__Data listing__
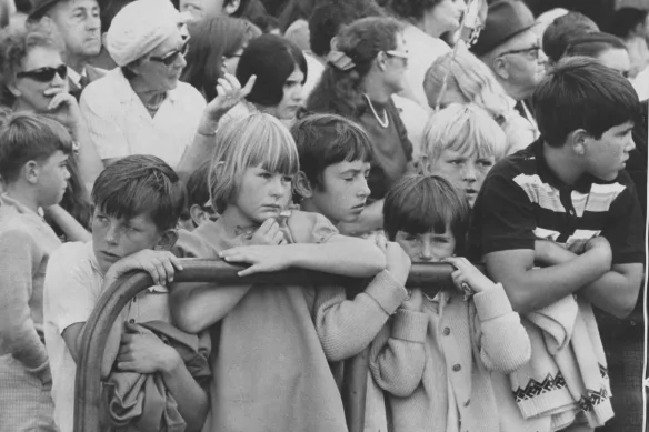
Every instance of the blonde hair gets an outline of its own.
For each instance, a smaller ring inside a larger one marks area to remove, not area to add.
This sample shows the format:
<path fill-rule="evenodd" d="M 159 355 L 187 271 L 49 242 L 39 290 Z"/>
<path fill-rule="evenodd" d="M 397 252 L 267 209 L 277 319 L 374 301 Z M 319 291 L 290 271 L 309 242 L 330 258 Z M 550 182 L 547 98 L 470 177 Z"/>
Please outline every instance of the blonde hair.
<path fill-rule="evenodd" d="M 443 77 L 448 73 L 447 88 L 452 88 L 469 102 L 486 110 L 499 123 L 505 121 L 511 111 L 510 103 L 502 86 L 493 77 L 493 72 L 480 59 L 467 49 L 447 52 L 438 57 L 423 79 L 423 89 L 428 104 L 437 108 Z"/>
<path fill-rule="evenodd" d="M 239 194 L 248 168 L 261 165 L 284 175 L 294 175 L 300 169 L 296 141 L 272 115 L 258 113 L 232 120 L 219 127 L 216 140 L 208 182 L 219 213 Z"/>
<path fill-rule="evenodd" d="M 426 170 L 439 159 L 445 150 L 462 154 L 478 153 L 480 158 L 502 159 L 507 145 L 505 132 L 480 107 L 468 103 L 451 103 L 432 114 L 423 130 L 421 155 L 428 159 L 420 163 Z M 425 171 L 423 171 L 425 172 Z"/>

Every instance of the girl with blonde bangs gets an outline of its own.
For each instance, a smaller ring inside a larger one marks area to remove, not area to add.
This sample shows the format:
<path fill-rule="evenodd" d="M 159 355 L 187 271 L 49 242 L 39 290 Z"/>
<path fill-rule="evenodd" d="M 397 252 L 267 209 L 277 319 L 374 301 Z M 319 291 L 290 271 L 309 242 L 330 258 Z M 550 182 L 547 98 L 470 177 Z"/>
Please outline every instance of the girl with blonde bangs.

* * *

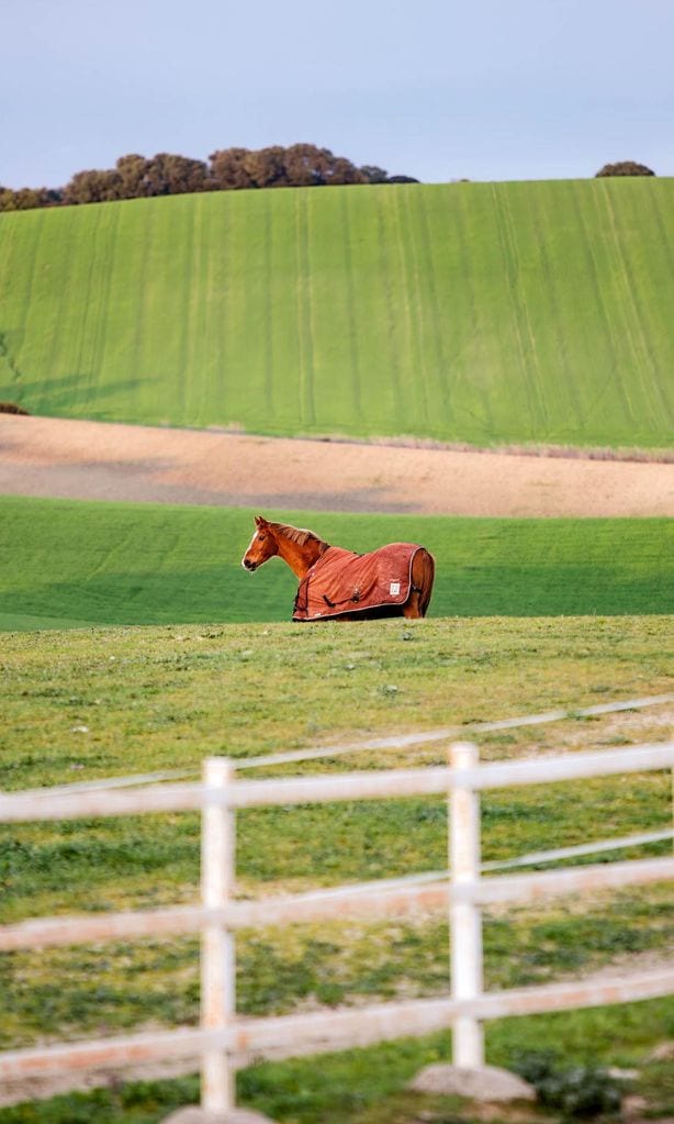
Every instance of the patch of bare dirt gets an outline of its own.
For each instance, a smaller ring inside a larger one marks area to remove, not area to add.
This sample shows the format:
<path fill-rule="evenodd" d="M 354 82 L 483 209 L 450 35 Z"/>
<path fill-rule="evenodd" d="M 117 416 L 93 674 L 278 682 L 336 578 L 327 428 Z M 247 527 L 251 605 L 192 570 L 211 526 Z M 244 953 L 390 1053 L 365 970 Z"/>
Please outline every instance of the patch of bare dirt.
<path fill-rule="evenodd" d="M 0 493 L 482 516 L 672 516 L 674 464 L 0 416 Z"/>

__Problem to solve__
Swap "blonde hair" for "red hair" in the stretch of the listing from the line containing "Every instance of the blonde hair gets" through the line containing "426 170 L 439", leaving everything else as it stands. Output only those lines.

__Right answer__
Every instance of the red hair gets an outline of its own.
For each instance, a smaller ring inside a larger one marks area to remove, not area to add.
This sample shows the format:
<path fill-rule="evenodd" d="M 159 355 L 187 271 L 49 242 L 39 290 Z"/>
<path fill-rule="evenodd" d="M 397 252 L 267 209 L 277 319 L 374 301 Z M 319 291 L 290 271 L 309 242 L 330 258 Z M 550 182 L 547 98 L 470 177 Z"/>
Please outline every instance of the red hair.
<path fill-rule="evenodd" d="M 443 77 L 448 73 L 447 88 L 452 88 L 469 102 L 486 110 L 499 123 L 505 121 L 511 111 L 510 103 L 502 86 L 493 77 L 493 72 L 480 59 L 467 49 L 447 52 L 438 57 L 423 79 L 423 89 L 428 104 L 437 108 Z"/>
<path fill-rule="evenodd" d="M 239 194 L 248 168 L 261 165 L 284 175 L 294 175 L 300 169 L 296 141 L 272 115 L 258 113 L 232 120 L 219 127 L 216 140 L 208 182 L 219 213 Z"/>
<path fill-rule="evenodd" d="M 426 170 L 439 159 L 445 150 L 462 154 L 478 153 L 480 158 L 502 159 L 507 145 L 505 132 L 480 107 L 468 103 L 451 103 L 432 114 L 423 130 L 421 155 L 428 159 L 420 163 Z M 425 171 L 423 171 L 425 172 Z"/>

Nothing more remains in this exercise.